━━ Extracted material

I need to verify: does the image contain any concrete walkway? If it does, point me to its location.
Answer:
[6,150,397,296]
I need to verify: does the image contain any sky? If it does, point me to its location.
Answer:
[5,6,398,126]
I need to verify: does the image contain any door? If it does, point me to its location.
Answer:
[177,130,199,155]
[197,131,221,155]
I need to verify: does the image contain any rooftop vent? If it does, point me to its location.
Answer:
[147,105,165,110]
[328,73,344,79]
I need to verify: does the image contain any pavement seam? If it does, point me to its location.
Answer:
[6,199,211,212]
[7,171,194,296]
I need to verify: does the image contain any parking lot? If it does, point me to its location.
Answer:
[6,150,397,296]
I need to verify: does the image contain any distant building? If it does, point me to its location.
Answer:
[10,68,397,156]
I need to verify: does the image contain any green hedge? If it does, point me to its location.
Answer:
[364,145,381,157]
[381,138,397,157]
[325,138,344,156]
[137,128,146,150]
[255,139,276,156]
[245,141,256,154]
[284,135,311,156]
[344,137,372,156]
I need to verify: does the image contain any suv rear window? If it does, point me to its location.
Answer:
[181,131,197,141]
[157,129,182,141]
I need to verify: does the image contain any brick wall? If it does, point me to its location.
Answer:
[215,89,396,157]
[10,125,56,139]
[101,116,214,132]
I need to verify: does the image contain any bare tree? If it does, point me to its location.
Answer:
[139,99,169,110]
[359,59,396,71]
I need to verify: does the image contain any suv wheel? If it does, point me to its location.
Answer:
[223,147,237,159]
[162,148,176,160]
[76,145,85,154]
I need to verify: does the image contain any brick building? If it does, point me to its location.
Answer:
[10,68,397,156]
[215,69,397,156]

━━━━

Problem details
Copy every line of the material above word for word, without changing anything.

Solution to this problem
I need to verify: does the image contain any concrete walkway? If it does, point me to its location.
Answer:
[6,150,397,296]
I need to verify: does the image contain any sky? If it does, point me to its location.
Answer:
[5,6,398,126]
I need to verify: does the image contain any door? If it does, point me to its location.
Answer:
[177,130,199,155]
[197,131,221,155]
I need to verify: does the image contain any rooftop vent? If it does, point me to its location.
Answer:
[147,105,165,110]
[328,73,344,79]
I need to verify: does the image contain any pavement seam? If it does, point me to its location.
Answer:
[6,199,211,212]
[7,171,194,296]
I need to verify: does the image contain any parking lot? If it does, point me to its location.
Answer:
[6,150,397,296]
I need to verify: does the image contain any distant building? If it does, point me to its location.
Answer:
[10,68,397,156]
I need to verify: does the image contain any green hedge? If it does, point me to its location.
Answer:
[364,145,381,157]
[381,138,397,157]
[325,138,344,156]
[137,128,146,150]
[255,139,276,156]
[245,141,256,154]
[284,135,311,156]
[344,137,372,156]
I need to verify: does the image contain any suv rear window? If it does, point me to its location.
Answer:
[181,131,197,141]
[157,129,182,141]
I need to verify: does the image contain any brick wall? If it does, point me to its location.
Answer:
[215,89,396,157]
[10,125,56,139]
[101,116,214,132]
I need to verify: does the image contain any bare tree? If it does, point me to its location.
Answer:
[139,99,169,110]
[359,59,396,71]
I need to verify: does the image contain any suv wheel? If it does, point me to its location.
Answer:
[223,147,237,159]
[162,148,176,160]
[76,145,85,154]
I need to verify: does the image contain any brick building? If it does, point me to its location.
Answer:
[10,68,397,156]
[215,69,397,156]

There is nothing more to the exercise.